## Description of the task
Pull out every line of the records below that contains the word "ornament", treating uppercase and lowercase letters as different.

## Supplied records
◇ ◇ ◇
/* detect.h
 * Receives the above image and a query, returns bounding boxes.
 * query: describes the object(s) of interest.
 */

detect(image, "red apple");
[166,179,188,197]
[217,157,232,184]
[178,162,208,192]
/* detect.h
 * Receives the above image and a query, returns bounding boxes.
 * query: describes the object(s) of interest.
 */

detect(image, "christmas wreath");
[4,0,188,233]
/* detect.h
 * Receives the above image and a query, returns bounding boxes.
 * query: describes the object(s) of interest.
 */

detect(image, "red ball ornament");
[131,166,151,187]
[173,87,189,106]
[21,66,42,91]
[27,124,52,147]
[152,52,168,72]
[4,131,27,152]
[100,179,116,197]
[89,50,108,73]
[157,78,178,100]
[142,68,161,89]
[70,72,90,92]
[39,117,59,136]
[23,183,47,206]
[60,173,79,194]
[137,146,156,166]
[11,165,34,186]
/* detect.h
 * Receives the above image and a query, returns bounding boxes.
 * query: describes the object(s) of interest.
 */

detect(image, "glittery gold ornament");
◇ ◇ ◇
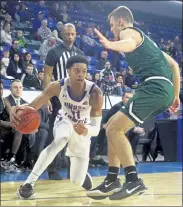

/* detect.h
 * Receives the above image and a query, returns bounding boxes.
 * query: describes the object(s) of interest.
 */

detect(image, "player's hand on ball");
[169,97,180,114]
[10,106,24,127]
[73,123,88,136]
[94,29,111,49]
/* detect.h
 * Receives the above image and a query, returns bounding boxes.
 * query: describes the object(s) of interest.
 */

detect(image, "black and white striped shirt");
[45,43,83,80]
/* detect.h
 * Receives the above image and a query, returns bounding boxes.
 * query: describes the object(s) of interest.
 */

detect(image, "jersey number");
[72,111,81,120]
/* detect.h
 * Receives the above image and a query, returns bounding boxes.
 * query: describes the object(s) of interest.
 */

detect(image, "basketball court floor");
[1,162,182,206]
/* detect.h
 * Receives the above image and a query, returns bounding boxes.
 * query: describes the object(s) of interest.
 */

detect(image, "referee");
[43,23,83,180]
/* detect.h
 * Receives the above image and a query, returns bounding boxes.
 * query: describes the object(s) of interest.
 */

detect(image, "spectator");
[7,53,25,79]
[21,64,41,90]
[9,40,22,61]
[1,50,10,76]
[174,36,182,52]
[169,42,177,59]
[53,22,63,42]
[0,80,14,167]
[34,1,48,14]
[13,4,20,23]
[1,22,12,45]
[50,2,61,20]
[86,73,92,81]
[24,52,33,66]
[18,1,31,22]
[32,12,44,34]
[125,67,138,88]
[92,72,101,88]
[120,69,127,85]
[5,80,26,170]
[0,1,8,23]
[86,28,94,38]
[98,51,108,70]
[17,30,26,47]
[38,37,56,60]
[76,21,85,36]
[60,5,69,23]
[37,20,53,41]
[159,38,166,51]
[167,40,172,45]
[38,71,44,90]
◇ ◇ ◇
## The response
detect(image, "red ball ornament");
detect(image, "glittery gold ornament");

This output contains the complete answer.